### RECORDS TO PROCESS ###

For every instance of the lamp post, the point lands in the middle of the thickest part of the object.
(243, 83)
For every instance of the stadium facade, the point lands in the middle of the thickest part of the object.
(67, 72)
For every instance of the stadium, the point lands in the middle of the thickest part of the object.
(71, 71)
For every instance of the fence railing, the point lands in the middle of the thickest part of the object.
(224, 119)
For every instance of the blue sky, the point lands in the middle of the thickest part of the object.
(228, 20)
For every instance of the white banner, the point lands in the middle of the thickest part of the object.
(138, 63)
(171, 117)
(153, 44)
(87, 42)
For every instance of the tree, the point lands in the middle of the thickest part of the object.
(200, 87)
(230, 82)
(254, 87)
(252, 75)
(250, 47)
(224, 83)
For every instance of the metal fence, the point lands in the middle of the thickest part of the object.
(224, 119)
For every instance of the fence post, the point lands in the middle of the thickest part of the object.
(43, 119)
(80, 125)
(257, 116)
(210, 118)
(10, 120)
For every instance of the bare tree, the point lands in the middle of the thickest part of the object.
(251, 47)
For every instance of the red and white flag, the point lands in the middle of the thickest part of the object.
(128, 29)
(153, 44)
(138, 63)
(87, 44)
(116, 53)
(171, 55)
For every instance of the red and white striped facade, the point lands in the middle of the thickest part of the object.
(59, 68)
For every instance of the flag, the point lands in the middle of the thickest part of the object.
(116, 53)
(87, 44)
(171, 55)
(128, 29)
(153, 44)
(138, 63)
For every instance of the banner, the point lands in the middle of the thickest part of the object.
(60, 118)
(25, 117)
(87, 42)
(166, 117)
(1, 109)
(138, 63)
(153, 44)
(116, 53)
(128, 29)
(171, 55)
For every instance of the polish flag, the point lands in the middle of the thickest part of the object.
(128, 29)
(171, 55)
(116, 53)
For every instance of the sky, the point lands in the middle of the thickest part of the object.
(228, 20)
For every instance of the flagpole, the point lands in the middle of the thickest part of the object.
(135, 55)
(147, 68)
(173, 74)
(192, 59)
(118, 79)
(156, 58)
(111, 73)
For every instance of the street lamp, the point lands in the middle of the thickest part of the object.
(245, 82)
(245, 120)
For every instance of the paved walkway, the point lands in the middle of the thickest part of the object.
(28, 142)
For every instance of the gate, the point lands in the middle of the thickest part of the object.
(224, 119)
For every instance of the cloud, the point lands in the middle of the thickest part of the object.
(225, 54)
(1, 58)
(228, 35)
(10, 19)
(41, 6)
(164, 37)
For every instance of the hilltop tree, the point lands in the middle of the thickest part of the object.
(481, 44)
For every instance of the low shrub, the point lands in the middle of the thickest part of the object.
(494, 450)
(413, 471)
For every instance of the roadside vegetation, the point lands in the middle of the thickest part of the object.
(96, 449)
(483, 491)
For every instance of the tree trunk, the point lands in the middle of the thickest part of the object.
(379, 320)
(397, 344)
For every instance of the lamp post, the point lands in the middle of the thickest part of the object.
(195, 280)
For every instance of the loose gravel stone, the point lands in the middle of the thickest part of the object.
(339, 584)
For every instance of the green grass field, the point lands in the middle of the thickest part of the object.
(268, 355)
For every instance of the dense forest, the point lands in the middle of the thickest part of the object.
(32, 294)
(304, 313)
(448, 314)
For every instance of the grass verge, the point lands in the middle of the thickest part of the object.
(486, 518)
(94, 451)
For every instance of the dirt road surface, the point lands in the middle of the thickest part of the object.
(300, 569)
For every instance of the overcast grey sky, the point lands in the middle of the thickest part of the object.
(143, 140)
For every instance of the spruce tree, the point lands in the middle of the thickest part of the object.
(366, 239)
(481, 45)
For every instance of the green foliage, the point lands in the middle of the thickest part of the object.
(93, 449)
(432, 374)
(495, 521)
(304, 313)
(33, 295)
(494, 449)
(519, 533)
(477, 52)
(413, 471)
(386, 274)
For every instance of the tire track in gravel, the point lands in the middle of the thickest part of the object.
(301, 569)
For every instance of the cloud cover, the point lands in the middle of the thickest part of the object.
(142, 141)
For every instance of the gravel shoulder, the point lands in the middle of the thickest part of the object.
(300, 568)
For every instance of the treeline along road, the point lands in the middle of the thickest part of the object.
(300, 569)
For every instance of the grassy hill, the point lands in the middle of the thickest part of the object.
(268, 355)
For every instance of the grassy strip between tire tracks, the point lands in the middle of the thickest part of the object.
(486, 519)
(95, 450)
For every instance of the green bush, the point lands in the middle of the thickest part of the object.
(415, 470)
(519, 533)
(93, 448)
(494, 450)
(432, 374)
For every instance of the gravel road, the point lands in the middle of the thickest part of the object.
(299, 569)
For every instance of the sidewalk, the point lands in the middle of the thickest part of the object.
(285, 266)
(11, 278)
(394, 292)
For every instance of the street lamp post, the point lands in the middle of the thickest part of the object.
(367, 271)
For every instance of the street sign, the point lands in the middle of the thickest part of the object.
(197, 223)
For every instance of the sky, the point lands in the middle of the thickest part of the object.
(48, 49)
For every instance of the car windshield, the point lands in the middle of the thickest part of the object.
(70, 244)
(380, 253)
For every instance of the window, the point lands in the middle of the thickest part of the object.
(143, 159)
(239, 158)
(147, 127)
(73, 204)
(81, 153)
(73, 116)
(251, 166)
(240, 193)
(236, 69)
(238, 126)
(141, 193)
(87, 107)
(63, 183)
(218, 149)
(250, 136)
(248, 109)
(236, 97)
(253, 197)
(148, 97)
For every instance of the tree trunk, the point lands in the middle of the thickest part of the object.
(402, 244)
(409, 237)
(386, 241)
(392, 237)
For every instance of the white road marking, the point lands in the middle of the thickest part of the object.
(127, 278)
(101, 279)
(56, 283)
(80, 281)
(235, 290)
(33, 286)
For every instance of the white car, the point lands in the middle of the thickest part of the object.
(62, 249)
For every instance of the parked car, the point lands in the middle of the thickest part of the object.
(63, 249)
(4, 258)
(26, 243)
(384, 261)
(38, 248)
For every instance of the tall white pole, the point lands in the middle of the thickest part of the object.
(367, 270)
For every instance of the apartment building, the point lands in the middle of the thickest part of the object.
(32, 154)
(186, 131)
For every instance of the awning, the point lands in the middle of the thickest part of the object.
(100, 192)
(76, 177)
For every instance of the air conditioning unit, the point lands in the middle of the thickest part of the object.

###

- THE PROBLEM: Rewrite everything from the line containing "For every instance of the white road" down to the end of the listing, keeping each line as it is but shifting every coordinate by adding 95 to both of its numbers.

- RESPONSE:
For every instance of the white road marking, the point lands in the middle of the thickest part of the object.
(222, 373)
(196, 374)
(151, 378)
(175, 376)
(330, 385)
(128, 381)
For every instance of the white car, the point lands in the middle of the thickest part of the object.
(157, 344)
For every instance of the parked car, the point lands in the middle of the thickest part of the object.
(158, 344)
(99, 353)
(121, 338)
(479, 356)
(133, 343)
For every instance of the tall white pole, the point lands in the middle of the thickest part of the object.
(462, 365)
For every instance of the apartment building, the point lands in the middle of the thickest part of the object.
(127, 249)
(281, 226)
For every instance of the awning, the point lands in the middle of the thickest part of the object.
(195, 287)
(171, 272)
For every instance of the air conditioning unit, the point lands in the middle of the thickest part of the object.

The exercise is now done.